◆ WHAT IS NEEDED ◆
Rewrite the comment on academic publishing starting at "- number of" and ending at "to matter much.", with "niche" changed to "narrow".

◆ QUOTED TEXT ◆
============================================================

I've worked in academic publishing for a long while, and I can tell you from experience that:

- "quantity of publications" is a problem and directly leads to bad science, so is on aggregate a measure of anti-quality

- "quality of the journals published in" is all in the mind; prestigious journals with high impact factor have been repeatedly found not to have the best research. The rigour of the editing process is more important, but few researchers know that, and importantly they are heavily incentivised by funders to go for high impact factor, completely muddying the waters of who's a good researcher by that metric.

- number of citations would be a better measure, but unfortunately is directly linked to impact factor, in practice and in perception.

- awards won, books published - too niche and random to matter much.

- "every academic could tell you the top 5 journals in their field" haha, no, you'd be as surprised as I was when doing that research.

Academic publishers have been considering the measuring problem for decades, and no one has found a solution yet.

There is no good measure of the quality of a paper until many years after publication. It's easy to identify some true positives (high impact, no retraction), it's quasi-impossible by definition to identify false negatives (unfairly ignored papers), and most importantly this emphasis on prestige research is terribly harmful to Science. Science needs researchers who are happy to replicate studies, people who publish disappointing results, and people who study otherwise unglamorous topics, otherwise Science fails.

TLDR: measuring how 'good' a researcher is by their prestige is extremely destructive to Science. You can't do that.

I'm not saying it's only prestige, but to a first approximation, a researcher who has an article published in Nature is highly likely to be better than one who has only published in no-name garbage journal that publishes whatever they are sent. Of course, nothing is certain, but we're talking about probabilities here.

  • And, as I'm saying, prestige, or probable future prestige, isn't a good proxy for a researcher's value or future value, even if it could be fairly guessed, which it can't. Nature is exhibit A, B and C, as it's the most prestigious journal, but not the most rigorous in any field, and its very existence damages Science by overvaluing the research it publishes, reducing the impact of better journals and the research they publish, and wasting the time, quality of life, and quality of research of scientists who feel like they must do anything they have to to publish in it, or are pressured by funders and/or academic institutions to do so.

  • But you are talking certainty when you claim DEI hires means that it's possible the lesser person is hired. If you have no objective system to measure merit then it's possible to ever know this

    • How does anyone know anything? Why even vet candidates at all? Let’s just assign professorships completely randomly then. We’ll have high school dropouts who can’t explain the quadratic formula teach differential equations at Harvard.

      I’m sure they would do just as good of a job. Because nobody could ever possibly objectively tell whether someone with a PhD in math is going to be better at teaching and researching math than a high school dropout, right?

============================================================

◆ DATASET EXTRACT ◆
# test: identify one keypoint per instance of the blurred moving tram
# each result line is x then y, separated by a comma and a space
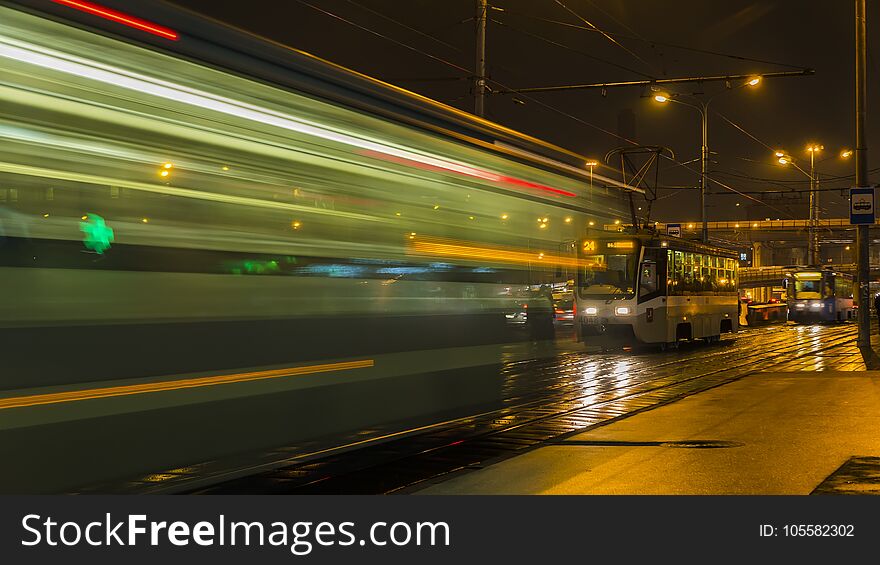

============================================================

◆ EXERCISE RESPONSE ◆
- number of citations would be a better measure, but unfortunately is directly linked to impact factor, in practice and in perception.

- awards won, books published - too narrow and random to matter much.